E’ una domanda che si pongono in tanti, perché i primi tre classificati in F1 festeggiano sul podio spruzzando champagne? Ecco quando nasce la storica tradizione.
In inglese la chiamano “champagne shower“, ossia la doccia di champagne, ed è una consuetudine che esiste in tante categorie del Motorsport. L’origine della tradizione risale alle prime corse automobilistiche, quando i cavalieri del rischio rischiavano la vita su bolidi che erano più delle bare volanti, che sicure monoposto. Le auto erano instabili, i livelli di sicurezza minimi e i piloti erano considerati degli eroi, sfidando la morte ad ogni giro. Un piccolo errore lo si pagava con la vita o una ferita dalle incalcolabili conseguenze.
L’automobilismo è sempre stato un affare per ricchi, salvo qualche eccezione. Dalla classe operaia, all’epoca, era difficile che un ragazzo potesse emergere. I pochi che riuscivano a diventare dei piloti professionisti se la dovevano vedere con uomini di sangue blu, figli di papà per lo più con il pallino dei motori. Oggi il circus non è molto diverso, in un ambiente di milionari e a volte miliardari, oltre a numerosi figli d’arte che hanno avuto una strada spianata. Il talento, alla fine, è l’elemento imprescindibile. Il cronometro, per fortuna, non mente e non si abbassa con un conto in banca maggiore.

» **Cosa fare**
1. Nel brano, elenca ciò che la frase che comincia con "Le auto erano instabili" dice delle auto, della sicurezza e dei piloti.
2. Converti in una lista JSON di stringhe le righe delle voci, a partire da quella con "Target: row of flagpole" e proseguendo fino alla fine delle voci. Metti una stringa per ogni riga e ometti le righe vuote.

» **Materiali forniti**

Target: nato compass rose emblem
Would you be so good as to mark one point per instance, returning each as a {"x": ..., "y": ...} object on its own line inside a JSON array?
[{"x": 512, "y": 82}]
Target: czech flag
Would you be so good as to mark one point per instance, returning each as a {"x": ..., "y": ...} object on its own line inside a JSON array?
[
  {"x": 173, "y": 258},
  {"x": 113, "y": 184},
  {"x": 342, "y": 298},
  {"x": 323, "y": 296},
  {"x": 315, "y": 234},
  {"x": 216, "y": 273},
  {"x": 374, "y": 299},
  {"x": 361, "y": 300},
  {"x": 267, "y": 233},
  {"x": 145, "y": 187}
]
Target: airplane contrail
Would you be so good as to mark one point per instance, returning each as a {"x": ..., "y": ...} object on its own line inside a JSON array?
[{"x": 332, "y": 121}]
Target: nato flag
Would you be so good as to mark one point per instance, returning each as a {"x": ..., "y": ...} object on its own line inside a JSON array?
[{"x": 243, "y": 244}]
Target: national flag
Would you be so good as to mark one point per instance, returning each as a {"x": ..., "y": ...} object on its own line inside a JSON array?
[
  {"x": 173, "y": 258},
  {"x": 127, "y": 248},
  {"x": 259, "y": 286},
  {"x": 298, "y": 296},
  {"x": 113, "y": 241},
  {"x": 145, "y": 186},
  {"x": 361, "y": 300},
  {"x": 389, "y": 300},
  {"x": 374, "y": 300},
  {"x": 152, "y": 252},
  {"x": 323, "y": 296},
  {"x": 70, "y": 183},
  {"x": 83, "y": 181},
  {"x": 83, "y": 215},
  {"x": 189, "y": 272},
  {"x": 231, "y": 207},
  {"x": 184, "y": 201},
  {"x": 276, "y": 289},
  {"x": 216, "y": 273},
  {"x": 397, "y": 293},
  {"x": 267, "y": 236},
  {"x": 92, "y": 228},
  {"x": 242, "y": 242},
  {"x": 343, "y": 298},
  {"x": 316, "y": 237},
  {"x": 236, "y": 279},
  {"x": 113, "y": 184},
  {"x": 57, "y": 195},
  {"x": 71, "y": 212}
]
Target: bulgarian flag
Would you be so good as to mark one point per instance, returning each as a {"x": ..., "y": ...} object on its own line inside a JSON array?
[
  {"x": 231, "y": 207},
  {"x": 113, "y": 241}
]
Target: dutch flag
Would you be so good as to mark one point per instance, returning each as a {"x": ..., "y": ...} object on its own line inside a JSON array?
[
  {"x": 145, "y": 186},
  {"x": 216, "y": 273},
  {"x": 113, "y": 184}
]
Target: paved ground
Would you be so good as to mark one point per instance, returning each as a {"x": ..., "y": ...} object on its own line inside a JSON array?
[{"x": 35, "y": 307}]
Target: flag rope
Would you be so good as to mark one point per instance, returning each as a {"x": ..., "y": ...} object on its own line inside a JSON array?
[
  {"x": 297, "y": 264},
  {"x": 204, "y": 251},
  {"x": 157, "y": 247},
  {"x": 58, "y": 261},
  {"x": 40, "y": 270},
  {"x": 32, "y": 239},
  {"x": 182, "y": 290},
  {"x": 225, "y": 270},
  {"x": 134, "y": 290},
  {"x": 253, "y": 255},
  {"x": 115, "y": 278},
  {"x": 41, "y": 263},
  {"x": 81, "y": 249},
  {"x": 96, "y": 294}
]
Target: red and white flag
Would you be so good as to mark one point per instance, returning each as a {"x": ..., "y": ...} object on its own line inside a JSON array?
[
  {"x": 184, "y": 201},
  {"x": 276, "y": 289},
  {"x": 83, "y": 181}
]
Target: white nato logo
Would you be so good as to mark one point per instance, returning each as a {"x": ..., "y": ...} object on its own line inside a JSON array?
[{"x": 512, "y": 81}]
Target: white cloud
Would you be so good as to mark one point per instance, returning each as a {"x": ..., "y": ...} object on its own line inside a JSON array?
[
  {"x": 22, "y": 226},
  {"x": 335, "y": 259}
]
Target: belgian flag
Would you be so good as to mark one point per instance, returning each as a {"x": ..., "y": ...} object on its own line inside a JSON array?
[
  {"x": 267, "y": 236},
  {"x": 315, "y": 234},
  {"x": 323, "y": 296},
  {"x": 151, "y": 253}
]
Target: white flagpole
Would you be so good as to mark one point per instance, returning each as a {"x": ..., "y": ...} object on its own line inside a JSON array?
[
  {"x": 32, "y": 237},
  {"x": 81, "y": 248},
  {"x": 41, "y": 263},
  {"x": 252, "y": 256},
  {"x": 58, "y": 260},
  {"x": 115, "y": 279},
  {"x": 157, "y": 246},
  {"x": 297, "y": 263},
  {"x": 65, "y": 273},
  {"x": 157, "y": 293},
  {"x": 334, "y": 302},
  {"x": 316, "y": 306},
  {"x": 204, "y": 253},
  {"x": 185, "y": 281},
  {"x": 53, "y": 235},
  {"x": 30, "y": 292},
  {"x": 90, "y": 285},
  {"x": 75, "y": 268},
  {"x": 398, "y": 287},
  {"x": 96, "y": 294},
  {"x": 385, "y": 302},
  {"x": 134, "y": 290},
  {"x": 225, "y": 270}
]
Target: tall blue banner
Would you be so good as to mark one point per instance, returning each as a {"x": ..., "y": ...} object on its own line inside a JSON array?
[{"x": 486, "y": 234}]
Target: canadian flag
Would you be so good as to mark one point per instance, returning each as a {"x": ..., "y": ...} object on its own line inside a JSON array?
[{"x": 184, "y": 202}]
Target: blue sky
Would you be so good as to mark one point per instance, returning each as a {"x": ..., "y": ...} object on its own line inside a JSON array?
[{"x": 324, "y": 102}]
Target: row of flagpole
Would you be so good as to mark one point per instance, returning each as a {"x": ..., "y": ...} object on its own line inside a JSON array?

» **Soluzioni**
1.
- Le auto erano instabili.
- I livelli di sicurezza erano minimi.
- I piloti erano considerati degli eroi e sfidavano la morte a ogni giro.

2.
[
  "Target: row of flagpole",
  "Would you be so good as to mark one point per instance, returning each as a {\"x\": ..., \"y\": ...} object on its own line inside a JSON array?"
]